#### Problem:
Rewrite the records below, replacing each "report the coordinates" with "give the coordinates" and leaving everything else as it is.

# # # # #

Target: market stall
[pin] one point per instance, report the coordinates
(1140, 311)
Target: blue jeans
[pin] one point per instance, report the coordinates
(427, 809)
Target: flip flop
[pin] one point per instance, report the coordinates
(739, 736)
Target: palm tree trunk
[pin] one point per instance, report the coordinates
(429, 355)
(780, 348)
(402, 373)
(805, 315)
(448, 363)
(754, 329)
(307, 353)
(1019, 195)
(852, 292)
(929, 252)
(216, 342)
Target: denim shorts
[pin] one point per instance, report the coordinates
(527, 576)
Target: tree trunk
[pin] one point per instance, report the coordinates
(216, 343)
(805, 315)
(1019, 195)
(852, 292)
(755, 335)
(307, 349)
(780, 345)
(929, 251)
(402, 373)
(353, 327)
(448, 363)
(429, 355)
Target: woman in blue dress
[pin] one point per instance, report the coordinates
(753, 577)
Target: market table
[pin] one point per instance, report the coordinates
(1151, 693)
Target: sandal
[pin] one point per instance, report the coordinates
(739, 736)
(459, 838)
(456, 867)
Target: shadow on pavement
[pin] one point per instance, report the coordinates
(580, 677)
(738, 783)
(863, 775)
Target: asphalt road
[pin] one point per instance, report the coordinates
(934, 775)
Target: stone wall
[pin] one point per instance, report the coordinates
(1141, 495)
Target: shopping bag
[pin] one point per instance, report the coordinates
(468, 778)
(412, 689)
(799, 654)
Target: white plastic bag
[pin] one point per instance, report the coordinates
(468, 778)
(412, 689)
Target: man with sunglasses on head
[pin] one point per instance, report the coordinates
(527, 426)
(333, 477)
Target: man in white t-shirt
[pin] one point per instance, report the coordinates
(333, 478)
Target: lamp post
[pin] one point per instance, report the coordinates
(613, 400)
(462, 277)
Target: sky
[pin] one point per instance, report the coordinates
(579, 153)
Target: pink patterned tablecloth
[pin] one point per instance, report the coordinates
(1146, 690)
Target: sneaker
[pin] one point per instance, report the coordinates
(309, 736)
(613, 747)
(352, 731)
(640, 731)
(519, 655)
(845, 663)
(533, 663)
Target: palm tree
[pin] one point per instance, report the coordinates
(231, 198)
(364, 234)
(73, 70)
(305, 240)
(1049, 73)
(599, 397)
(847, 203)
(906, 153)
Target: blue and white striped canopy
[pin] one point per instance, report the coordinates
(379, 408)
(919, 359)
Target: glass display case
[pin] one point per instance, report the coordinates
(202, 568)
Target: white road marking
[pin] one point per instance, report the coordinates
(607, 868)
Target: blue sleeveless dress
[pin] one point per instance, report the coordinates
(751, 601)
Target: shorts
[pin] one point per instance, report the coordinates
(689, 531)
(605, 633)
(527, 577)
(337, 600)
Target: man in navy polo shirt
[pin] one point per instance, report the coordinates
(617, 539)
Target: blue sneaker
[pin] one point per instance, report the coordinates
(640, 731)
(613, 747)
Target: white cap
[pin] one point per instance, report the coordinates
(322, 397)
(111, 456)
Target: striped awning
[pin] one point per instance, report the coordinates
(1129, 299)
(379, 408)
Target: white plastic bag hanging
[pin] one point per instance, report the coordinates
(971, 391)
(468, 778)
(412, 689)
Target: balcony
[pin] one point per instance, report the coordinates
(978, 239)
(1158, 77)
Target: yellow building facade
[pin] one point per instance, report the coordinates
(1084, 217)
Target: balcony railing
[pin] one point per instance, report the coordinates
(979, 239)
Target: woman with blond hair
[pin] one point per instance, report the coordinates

# # # # #

#### Solution below:
Target: market stall
[pin] one point per instance, give the coordinates
(1140, 311)
Target: blue jeans
[pin] one point per instance, give the coordinates
(427, 809)
Target: flip flop
[pin] one point per instance, give the coordinates
(739, 736)
Target: palm tree trunk
[pin] one point per instance, give the coordinates
(429, 355)
(780, 348)
(402, 373)
(805, 315)
(448, 363)
(754, 329)
(307, 353)
(1019, 195)
(852, 292)
(929, 252)
(216, 342)
Target: denim shorts
[pin] one point per instance, give the coordinates
(527, 576)
Target: tree trunk
[pin] one point per instance, give the coordinates
(216, 343)
(805, 315)
(1019, 195)
(852, 292)
(755, 335)
(307, 349)
(780, 345)
(929, 251)
(402, 373)
(353, 327)
(448, 363)
(429, 355)
Target: woman in blue dress
[pin] one point per instance, give the coordinates
(753, 577)
Target: market table
[pin] one point per instance, give the coordinates
(1151, 693)
Target: sandal
[pin] one point per instance, give the coordinates
(739, 736)
(459, 838)
(456, 867)
Target: shadow on pavement
[pin] one point per instance, give the coordinates
(580, 677)
(738, 783)
(863, 775)
Target: asphalt road
[pin] one point per instance, give the coordinates
(934, 775)
Target: stone wall
[pin] one point per instance, give the coordinates
(1141, 495)
Target: shopping bag
[pin] one point per instance, give the coordinates
(468, 778)
(412, 689)
(799, 654)
Target: white plastic bag
[pin] one point per instance, give the coordinates
(468, 778)
(412, 689)
Target: man with sunglasses on head
[pin] one point per instance, give the coordinates
(527, 426)
(333, 477)
Target: man in white t-shirt
[pin] one point per instance, give the coordinates
(333, 478)
Target: lamp post
[pin] one point per instance, give the coordinates
(613, 400)
(462, 277)
Target: sky
[pin] one point per instance, give the coordinates
(579, 153)
Target: pink patterned tablecloth
[pin] one point per instance, give the coordinates
(1146, 690)
Target: sneaker
[pin] one point per instance, give the coordinates
(309, 736)
(613, 747)
(352, 731)
(640, 731)
(519, 655)
(845, 663)
(533, 663)
Target: palm tree
[pin] one point per instance, give the coordinates
(231, 198)
(364, 234)
(73, 70)
(305, 240)
(1049, 73)
(599, 397)
(847, 203)
(906, 153)
Target: blue and white striped canopy
[pin] one point per instance, give the coordinates
(379, 408)
(919, 359)
Target: glass display case
[pin] one point per instance, give the coordinates
(202, 568)
Target: white road marking
[pin] one point per instance, give the coordinates
(607, 868)
Target: blue sleeveless dress
[pin] one point per instance, give the coordinates
(751, 601)
Target: shorts
[pin] one point per instance, give the coordinates
(689, 531)
(605, 633)
(527, 577)
(337, 600)
Target: man in navy polo shirt
[pin] one point per instance, give the coordinates
(617, 539)
Target: blue sneaker
[pin] one point per instance, give the coordinates
(640, 731)
(613, 747)
Target: white cap
[pin] one point per instance, give the coordinates
(322, 397)
(111, 456)
Target: striped awning
[pin] one point per instance, give the coordinates
(1129, 299)
(379, 408)
Target: white plastic bag hanging
[pin] one point per instance, give the coordinates
(971, 391)
(468, 778)
(412, 689)
Target: balcony
[pin] one point per instance, give the coordinates
(978, 239)
(1158, 77)
Target: yellow building facade
[pin] one point per instance, give the coordinates
(1084, 217)
Target: balcony railing
[pin] one point per instance, give the coordinates
(979, 239)
Target: woman with blond hair
[pin] one point per instance, give the coordinates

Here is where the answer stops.